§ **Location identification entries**
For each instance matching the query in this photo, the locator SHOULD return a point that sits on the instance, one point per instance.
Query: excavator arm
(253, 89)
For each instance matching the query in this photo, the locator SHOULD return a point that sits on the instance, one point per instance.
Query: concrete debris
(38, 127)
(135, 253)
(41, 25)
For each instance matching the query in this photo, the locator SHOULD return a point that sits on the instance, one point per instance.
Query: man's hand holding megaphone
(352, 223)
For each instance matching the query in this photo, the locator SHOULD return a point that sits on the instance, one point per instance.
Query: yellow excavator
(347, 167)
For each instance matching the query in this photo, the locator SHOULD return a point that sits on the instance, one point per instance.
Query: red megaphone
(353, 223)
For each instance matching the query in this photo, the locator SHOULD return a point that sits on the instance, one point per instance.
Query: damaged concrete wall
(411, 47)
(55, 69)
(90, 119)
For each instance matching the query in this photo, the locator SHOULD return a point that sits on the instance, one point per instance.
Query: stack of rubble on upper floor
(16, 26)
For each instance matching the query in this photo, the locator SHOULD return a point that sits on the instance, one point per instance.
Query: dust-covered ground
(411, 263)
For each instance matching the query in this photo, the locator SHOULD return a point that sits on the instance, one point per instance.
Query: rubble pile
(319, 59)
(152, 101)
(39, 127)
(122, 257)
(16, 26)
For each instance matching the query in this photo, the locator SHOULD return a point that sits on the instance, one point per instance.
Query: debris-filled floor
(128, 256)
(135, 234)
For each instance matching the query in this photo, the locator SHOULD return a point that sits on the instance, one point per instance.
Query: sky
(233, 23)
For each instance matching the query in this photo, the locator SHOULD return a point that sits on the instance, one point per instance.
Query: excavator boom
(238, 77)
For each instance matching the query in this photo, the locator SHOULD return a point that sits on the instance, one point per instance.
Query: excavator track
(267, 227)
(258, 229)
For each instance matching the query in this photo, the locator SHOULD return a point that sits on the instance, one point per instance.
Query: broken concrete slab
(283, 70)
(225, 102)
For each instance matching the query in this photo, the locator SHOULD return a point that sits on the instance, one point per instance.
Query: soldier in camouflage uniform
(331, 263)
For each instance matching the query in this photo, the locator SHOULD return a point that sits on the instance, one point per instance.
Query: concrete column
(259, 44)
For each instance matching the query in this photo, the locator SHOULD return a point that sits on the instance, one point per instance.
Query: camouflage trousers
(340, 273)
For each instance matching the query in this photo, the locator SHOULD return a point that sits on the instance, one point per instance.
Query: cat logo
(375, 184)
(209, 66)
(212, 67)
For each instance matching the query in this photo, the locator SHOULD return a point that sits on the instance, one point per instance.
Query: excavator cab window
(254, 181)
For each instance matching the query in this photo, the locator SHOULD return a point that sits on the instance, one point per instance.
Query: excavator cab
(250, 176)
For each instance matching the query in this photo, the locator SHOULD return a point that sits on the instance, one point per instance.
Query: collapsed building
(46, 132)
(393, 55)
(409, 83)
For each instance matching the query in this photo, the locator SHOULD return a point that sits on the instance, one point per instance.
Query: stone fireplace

* * *

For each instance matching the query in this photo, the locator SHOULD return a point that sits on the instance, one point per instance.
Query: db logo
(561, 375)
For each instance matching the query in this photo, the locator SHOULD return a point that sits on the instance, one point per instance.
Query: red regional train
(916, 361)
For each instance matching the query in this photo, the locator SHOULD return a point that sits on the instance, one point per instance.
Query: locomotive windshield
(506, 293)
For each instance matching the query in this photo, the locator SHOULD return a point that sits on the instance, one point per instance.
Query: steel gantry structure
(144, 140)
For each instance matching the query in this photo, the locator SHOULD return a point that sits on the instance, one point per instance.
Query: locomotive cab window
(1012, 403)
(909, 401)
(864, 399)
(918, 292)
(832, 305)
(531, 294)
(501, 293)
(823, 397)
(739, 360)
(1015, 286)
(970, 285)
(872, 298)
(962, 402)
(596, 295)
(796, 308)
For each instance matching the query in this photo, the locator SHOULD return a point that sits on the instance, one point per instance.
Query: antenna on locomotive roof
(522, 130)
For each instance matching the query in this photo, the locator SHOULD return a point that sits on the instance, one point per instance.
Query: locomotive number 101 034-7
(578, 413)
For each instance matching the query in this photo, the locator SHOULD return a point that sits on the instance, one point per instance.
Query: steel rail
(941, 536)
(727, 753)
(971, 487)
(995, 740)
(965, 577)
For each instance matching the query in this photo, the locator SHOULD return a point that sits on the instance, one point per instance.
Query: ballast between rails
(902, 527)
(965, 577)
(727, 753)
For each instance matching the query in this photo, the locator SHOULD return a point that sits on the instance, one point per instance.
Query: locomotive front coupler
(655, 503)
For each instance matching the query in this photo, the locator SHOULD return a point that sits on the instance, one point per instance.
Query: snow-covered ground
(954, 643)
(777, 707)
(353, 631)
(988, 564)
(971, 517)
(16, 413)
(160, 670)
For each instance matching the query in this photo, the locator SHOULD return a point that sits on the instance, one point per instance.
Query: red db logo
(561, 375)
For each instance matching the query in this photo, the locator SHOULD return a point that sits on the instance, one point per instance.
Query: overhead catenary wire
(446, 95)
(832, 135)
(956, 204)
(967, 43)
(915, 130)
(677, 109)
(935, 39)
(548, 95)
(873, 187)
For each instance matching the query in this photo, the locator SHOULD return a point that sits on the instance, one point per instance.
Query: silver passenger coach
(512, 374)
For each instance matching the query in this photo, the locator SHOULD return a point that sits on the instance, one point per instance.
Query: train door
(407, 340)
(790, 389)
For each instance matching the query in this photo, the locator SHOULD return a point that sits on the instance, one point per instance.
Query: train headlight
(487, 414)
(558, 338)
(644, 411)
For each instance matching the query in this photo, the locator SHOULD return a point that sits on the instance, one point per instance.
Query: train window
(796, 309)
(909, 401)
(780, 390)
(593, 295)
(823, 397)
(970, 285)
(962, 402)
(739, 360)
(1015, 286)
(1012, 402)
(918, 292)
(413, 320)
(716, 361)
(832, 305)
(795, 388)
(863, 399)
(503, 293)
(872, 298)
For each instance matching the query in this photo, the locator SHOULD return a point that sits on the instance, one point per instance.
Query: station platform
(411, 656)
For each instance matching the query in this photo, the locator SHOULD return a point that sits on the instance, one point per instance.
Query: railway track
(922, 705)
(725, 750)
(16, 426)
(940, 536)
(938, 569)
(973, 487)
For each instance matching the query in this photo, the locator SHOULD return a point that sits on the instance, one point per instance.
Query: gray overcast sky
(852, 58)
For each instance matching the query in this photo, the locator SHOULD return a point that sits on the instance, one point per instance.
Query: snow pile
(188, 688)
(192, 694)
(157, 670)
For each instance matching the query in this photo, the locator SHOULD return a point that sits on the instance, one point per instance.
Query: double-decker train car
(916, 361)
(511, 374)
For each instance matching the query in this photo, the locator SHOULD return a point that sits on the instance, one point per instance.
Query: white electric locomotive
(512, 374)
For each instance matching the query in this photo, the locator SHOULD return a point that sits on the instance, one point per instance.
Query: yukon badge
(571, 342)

§ **STATED TASK**
Pick out each line of the entries above that contains the string "debris", and copy those lines.

§ **ANSWER IN FULL**
Query: concrete debris
Query: debris-filled floor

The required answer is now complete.